Type out each entry exactly as it appears, but keep every image out.
[Data listing Boundary: Start]
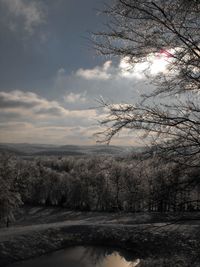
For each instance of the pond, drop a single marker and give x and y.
(82, 257)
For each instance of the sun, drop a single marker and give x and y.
(154, 64)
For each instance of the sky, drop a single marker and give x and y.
(51, 77)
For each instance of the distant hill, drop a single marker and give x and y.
(25, 149)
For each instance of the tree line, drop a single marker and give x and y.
(98, 183)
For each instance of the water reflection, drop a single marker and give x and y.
(83, 257)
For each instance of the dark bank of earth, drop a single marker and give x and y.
(144, 240)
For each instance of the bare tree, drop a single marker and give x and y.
(137, 29)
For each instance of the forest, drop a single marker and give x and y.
(131, 183)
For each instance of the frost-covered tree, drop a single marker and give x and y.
(9, 196)
(170, 115)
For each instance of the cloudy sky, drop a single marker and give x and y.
(51, 78)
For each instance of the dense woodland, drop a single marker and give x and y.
(98, 183)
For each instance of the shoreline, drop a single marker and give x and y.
(143, 240)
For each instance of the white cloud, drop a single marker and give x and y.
(97, 73)
(29, 12)
(74, 98)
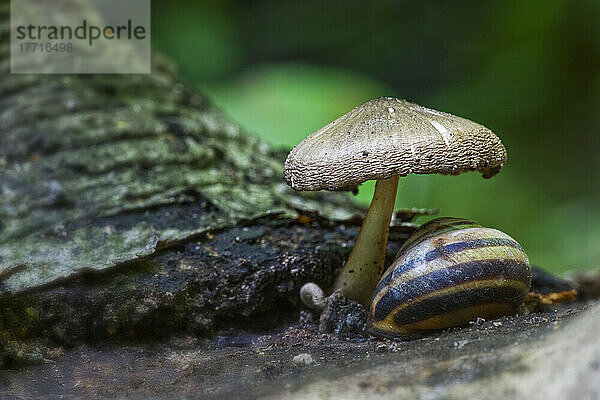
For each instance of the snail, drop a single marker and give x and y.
(449, 272)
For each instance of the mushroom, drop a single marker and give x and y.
(383, 139)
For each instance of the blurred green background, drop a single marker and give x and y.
(529, 70)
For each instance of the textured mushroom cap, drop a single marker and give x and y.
(387, 136)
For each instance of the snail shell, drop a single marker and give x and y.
(449, 272)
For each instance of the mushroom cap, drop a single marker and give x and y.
(388, 136)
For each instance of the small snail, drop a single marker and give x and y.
(449, 272)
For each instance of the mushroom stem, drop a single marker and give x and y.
(365, 264)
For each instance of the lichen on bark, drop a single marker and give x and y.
(100, 170)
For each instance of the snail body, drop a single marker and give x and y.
(449, 272)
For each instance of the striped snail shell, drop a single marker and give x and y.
(449, 272)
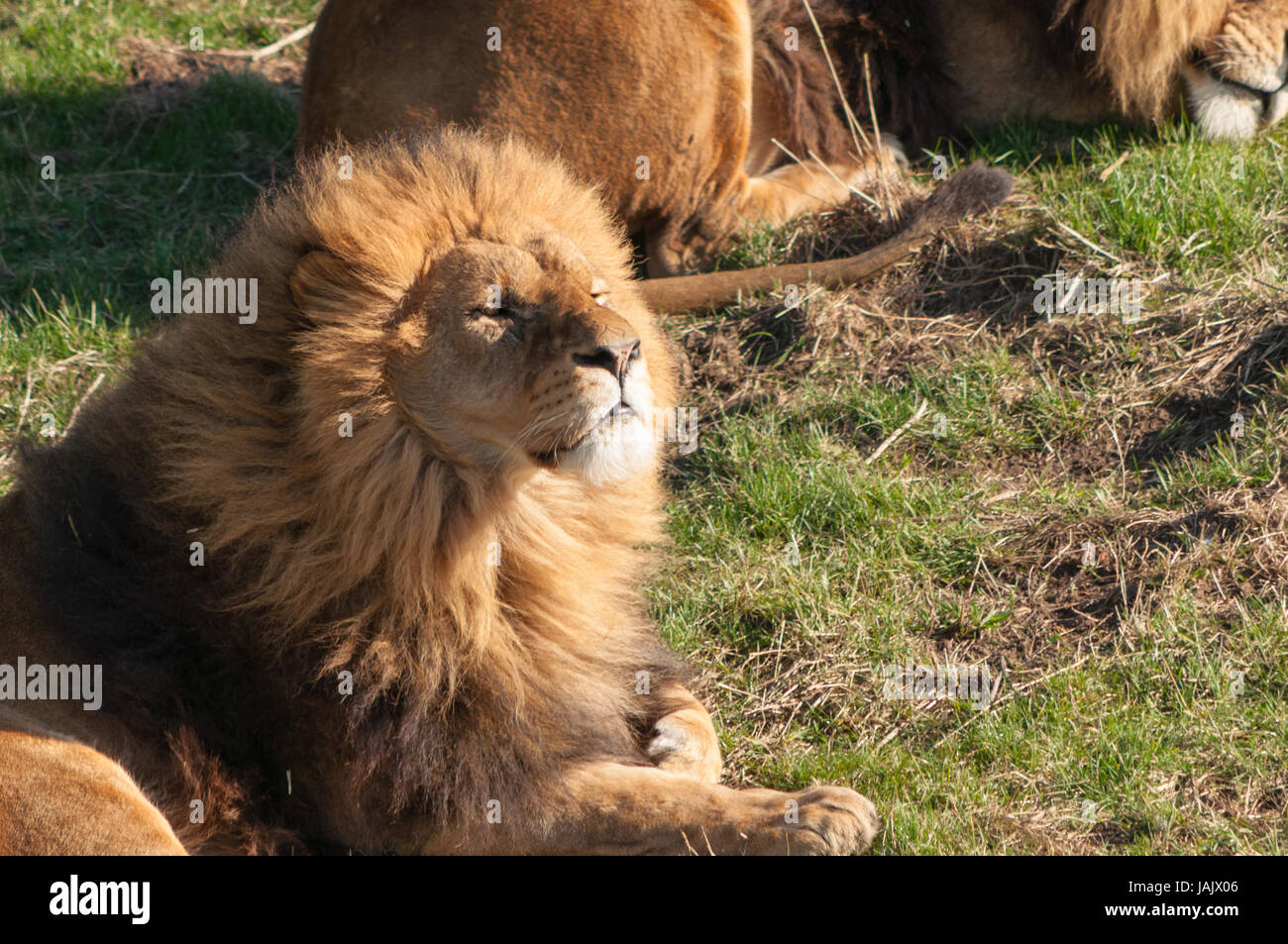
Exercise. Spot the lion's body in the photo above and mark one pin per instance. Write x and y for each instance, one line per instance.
[Data listing Boundary: End]
— Answer space —
For each instance of the pond, drop a single marker and give x and y.
(82, 257)
For each instance of the sun, drop a single marker and give x and y.
(154, 64)
For each instance of the sky, drop a single marker and give x and y.
(51, 77)
For each instance of the distant hill, drop a single marker and give x and y.
(25, 149)
For each instance of the tree line, drop a single marker and give x and y.
(98, 183)
For each instance of the water reflection, drop a single marker and give x and y.
(83, 257)
For each instance of the dark bank of earth, drop a single marker and give x and y.
(144, 240)
For each instance of the bare tree, drop a single marker and give x and y.
(137, 29)
For each instance of the forest, drop a single marker and give x and y.
(131, 183)
For each instance of the frost-covered tree, drop a single marker and give x and y.
(9, 196)
(170, 115)
For each instance of the cloudy sky, drop a single marker and give x and y.
(51, 78)
For each instance of the dense woodland, drop a single marker and give x and y.
(98, 183)
For each instance of the shoreline, drop a single marker and give x and y.
(143, 240)
For each instance of the white cloud, drop a single marker and give x and y.
(97, 73)
(29, 12)
(74, 98)
For each instance of the snail, drop a single marker and give x and y.
(449, 272)
For each instance of the mushroom, drop a single marker and give x and y.
(383, 139)
For each instance of the blurred green background, drop a single marker and give x and y.
(529, 70)
For each instance of the textured mushroom cap, drop a single marker and give x and y.
(387, 136)
For each instance of the snail shell, drop a single marker and give x and y.
(449, 272)
For each instance of the mushroom cap, drop a single marker and give x and y.
(388, 136)
For each instance of the small snail, drop a single marker and give x and y.
(449, 272)
For each instance of the mushroom stem, drop a single marker and give x and y.
(365, 264)
For each instance of the lichen on bark, drop a single marker and give x and y.
(100, 170)
For each instance of the snail body, drop a single marker and give x and y.
(449, 272)
For each instance of the striped snail shell, drop a single marker and give x and y.
(449, 272)
Exercise. Spot the lion's body in the photo above and mark one pin per instance. Write x and y for each instance, one line per instance.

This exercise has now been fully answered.